* _What you have to do_:
Rewrite every line of the data below, and increase each pixel coordinate in the answers by 47. Leave the pictures out.

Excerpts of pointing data
-- START --
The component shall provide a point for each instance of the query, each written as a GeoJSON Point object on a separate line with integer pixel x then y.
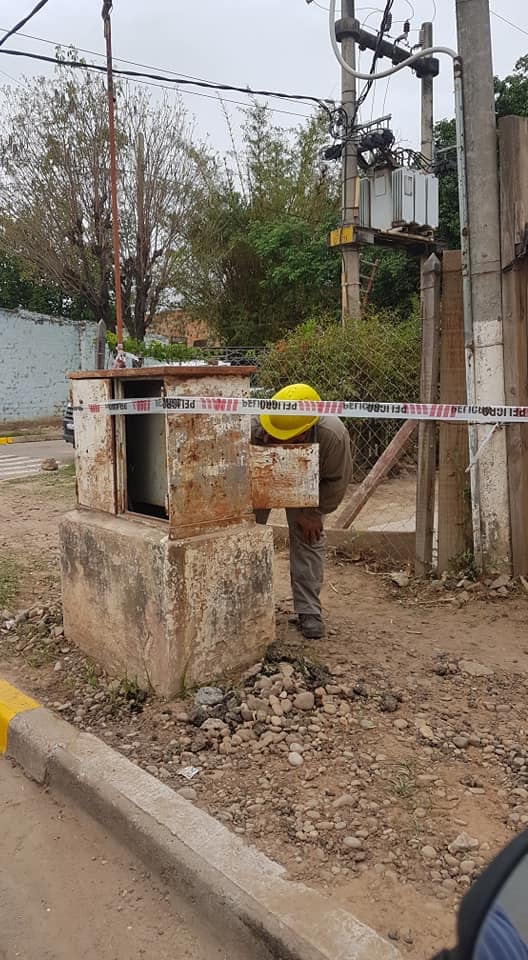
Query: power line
{"type": "Point", "coordinates": [21, 23]}
{"type": "Point", "coordinates": [509, 22]}
{"type": "Point", "coordinates": [177, 81]}
{"type": "Point", "coordinates": [159, 86]}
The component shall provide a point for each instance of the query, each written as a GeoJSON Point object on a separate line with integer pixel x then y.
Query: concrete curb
{"type": "Point", "coordinates": [245, 895]}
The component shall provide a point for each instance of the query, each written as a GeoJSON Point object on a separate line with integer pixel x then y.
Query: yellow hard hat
-- END --
* _Task response_:
The component shall provide a point for each instance of the query, each written as a GeoJSON Point object on a separate line with integer pixel x then y.
Query: power line
{"type": "Point", "coordinates": [68, 70]}
{"type": "Point", "coordinates": [556, 69]}
{"type": "Point", "coordinates": [224, 128]}
{"type": "Point", "coordinates": [206, 133]}
The component shall provide a point for each instance of the query, each written as a GeoJSON Point object on a separate line with integer pixel x then y.
Query: concrete curb
{"type": "Point", "coordinates": [292, 942]}
The component shall provide a point for each instance of the query, each written as a GeoJSON Point object on a separate line with integer pixel x then y.
Query: yellow hard hat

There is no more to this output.